*ASSIGNED TASK*.
Please give the data below again in full, exactly as it stands.

-------

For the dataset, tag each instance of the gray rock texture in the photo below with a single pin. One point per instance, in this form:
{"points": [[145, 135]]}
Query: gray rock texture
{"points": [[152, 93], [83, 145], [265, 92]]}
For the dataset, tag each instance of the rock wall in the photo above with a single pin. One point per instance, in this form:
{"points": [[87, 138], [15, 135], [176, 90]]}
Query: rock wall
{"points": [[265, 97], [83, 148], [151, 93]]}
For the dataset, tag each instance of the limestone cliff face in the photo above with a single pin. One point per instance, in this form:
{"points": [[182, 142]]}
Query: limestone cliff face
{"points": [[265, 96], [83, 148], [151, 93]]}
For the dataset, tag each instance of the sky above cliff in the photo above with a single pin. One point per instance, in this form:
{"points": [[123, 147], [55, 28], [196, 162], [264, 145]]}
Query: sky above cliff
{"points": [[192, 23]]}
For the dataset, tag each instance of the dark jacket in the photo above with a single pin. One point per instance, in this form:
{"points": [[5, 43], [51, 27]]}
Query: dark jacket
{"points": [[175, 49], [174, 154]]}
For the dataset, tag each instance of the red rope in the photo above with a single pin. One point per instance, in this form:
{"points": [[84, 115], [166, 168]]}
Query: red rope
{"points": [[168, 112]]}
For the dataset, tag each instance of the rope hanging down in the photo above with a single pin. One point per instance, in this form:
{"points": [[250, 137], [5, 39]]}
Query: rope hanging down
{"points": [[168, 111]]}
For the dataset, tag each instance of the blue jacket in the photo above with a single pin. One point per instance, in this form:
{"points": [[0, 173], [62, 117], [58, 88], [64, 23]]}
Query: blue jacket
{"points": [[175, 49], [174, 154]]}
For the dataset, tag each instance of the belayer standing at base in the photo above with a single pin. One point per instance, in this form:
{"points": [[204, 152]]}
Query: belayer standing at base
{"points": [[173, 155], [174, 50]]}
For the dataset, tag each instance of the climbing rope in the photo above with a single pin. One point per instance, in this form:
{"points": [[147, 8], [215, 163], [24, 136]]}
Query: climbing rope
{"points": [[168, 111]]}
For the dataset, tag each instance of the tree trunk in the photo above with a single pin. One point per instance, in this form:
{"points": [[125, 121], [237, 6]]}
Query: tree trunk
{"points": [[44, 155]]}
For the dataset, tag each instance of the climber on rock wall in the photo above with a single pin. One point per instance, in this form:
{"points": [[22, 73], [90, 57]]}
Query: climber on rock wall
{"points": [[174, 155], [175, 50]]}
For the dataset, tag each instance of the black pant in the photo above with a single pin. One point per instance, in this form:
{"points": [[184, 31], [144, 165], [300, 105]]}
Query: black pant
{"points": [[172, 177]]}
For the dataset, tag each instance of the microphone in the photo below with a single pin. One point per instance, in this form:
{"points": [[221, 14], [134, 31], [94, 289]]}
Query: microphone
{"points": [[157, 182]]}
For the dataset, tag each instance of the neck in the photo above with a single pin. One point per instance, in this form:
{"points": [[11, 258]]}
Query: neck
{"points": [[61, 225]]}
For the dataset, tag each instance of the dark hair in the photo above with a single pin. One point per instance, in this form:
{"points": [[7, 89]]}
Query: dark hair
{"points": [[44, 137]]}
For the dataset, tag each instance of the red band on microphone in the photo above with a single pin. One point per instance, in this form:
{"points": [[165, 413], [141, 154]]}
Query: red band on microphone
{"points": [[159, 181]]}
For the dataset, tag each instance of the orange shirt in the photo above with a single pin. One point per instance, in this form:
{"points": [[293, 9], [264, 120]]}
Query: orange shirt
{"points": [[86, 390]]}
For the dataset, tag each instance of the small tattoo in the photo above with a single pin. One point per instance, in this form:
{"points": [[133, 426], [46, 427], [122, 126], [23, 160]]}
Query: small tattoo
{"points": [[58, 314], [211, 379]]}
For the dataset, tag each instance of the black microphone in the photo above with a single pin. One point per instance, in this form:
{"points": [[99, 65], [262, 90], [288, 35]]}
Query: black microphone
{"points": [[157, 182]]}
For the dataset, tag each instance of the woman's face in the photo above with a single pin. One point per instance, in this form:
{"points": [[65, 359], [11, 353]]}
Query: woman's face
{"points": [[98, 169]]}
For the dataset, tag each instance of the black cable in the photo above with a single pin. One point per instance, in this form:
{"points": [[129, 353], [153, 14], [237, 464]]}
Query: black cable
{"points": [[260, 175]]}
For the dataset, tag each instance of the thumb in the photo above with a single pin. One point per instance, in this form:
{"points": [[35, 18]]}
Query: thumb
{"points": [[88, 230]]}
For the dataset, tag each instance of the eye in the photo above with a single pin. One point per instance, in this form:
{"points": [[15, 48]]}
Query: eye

-------

*OUTPUT FOR THIS TASK*.
For the dataset, tag each instance of the gray rock texture in the photo below with a single pin. One point per instance, in this form:
{"points": [[145, 135]]}
Query: gray rock texture
{"points": [[152, 93], [83, 145], [265, 92]]}
For the dataset, tag each instance of the rock wall in the photo above with a single pin. One point per instance, in this form:
{"points": [[87, 138], [15, 135], [176, 90]]}
Query: rock wall
{"points": [[265, 97], [83, 148], [151, 93]]}
For the dataset, tag each instance of the limestone cliff face in the photo above with a single pin. One point per instance, in this form:
{"points": [[182, 142]]}
Query: limestone cliff face
{"points": [[265, 96], [83, 148], [151, 93]]}
For the dataset, tag each instance of the sky above cliff in the photo above with a single pin. One point per instance, in this form:
{"points": [[123, 147], [55, 28], [196, 162], [264, 145]]}
Query: sky above cliff
{"points": [[192, 23]]}
For the dataset, tag each instance of the dark jacket in the photo above with a single pin. One point per instance, in this form:
{"points": [[5, 43], [51, 27]]}
Query: dark jacket
{"points": [[175, 49], [174, 154]]}
For the dataset, tag each instance of the red rope in the photo above with a single pin. One point per instance, in this form:
{"points": [[84, 115], [166, 168]]}
Query: red rope
{"points": [[168, 112]]}
For the dataset, tag each instance of the rope hanging down in the photo above with a single pin. One point per instance, in this form:
{"points": [[250, 137], [5, 39]]}
Query: rope hanging down
{"points": [[168, 111]]}
For the dataset, tag each instance of the blue jacket in the photo above with a single pin. One point per instance, in this form:
{"points": [[0, 173], [62, 117], [58, 88], [64, 23]]}
Query: blue jacket
{"points": [[175, 49], [174, 154]]}
For the dataset, tag each instance of the belayer standing at base in the photo above with a single pin. One point per instance, in this form:
{"points": [[204, 152]]}
Query: belayer standing at base
{"points": [[173, 155], [174, 50]]}
For the dataset, tag each instance of the climbing rope in the photo above with a single pin. One point per instance, in this form:
{"points": [[147, 8], [215, 163], [24, 136]]}
Query: climbing rope
{"points": [[168, 111]]}
For the dataset, tag each instance of the tree trunk in the photo above with a single pin. One point per instance, in this form:
{"points": [[125, 121], [237, 6]]}
Query: tree trunk
{"points": [[44, 155]]}
For the dataset, tag each instance of the climber on rock wall in the photo above with a single pin. One point per instance, in this form:
{"points": [[22, 73], [90, 57]]}
Query: climber on rock wall
{"points": [[174, 155], [175, 50]]}
For the dataset, tag each instance of the black pant in the photo above with a single pin. One point per instance, in this form:
{"points": [[184, 31], [144, 165], [300, 105]]}
Query: black pant
{"points": [[172, 177]]}
For the dataset, tag each instance of the microphone in the photo below with a single pin. One point per instance, in this form:
{"points": [[221, 14], [134, 31], [94, 289]]}
Query: microphone
{"points": [[157, 182]]}
For the dataset, tag each instance of the neck in the photo above with a single pin. One point per instance, in this form:
{"points": [[11, 258]]}
Query: neck
{"points": [[61, 225]]}
For the dataset, tag each instance of the dark hair in the photo above with a single pin. One point per instance, in this form:
{"points": [[7, 89]]}
Query: dark hair
{"points": [[44, 137]]}
For the dataset, tag each instance of the red band on microphone in the photo above with a single pin. One point per instance, in this form:
{"points": [[165, 413], [141, 154]]}
Query: red band on microphone
{"points": [[159, 181]]}
For the dataset, tag each instance of the orange shirt in the photo above with a single pin. One point per instance, in this form:
{"points": [[293, 9], [264, 120]]}
Query: orange shirt
{"points": [[86, 390]]}
For the dataset, tag each instance of the small tattoo in the photo above with a single pin. One point per instance, in this form:
{"points": [[133, 426], [46, 427], [122, 126], [23, 160]]}
Query: small tattoo
{"points": [[58, 314], [211, 379]]}
For the dataset, tag each instance of the black microphone in the photo above with a single pin. One point per instance, in this form:
{"points": [[99, 65], [262, 90], [288, 35]]}
Query: black microphone
{"points": [[157, 182]]}
For the dataset, tag each instance of the woman's face in the photo above with a single pin. One point per instance, in this form:
{"points": [[65, 359], [11, 353]]}
Query: woman's face
{"points": [[98, 169]]}
For the dataset, tag each instance of the black cable in the photo above with a single pin. One point per instance, in this form:
{"points": [[129, 353], [153, 14], [237, 464]]}
Query: black cable
{"points": [[260, 175]]}
For the dataset, tag each instance of the thumb in the photo above with a single pin. One point per instance, in this form:
{"points": [[35, 18]]}
Query: thumb
{"points": [[88, 230]]}
For the dataset, tag each instance of the eye in the photo above with a single pin. One point per instance, in this form:
{"points": [[15, 48]]}
Query: eye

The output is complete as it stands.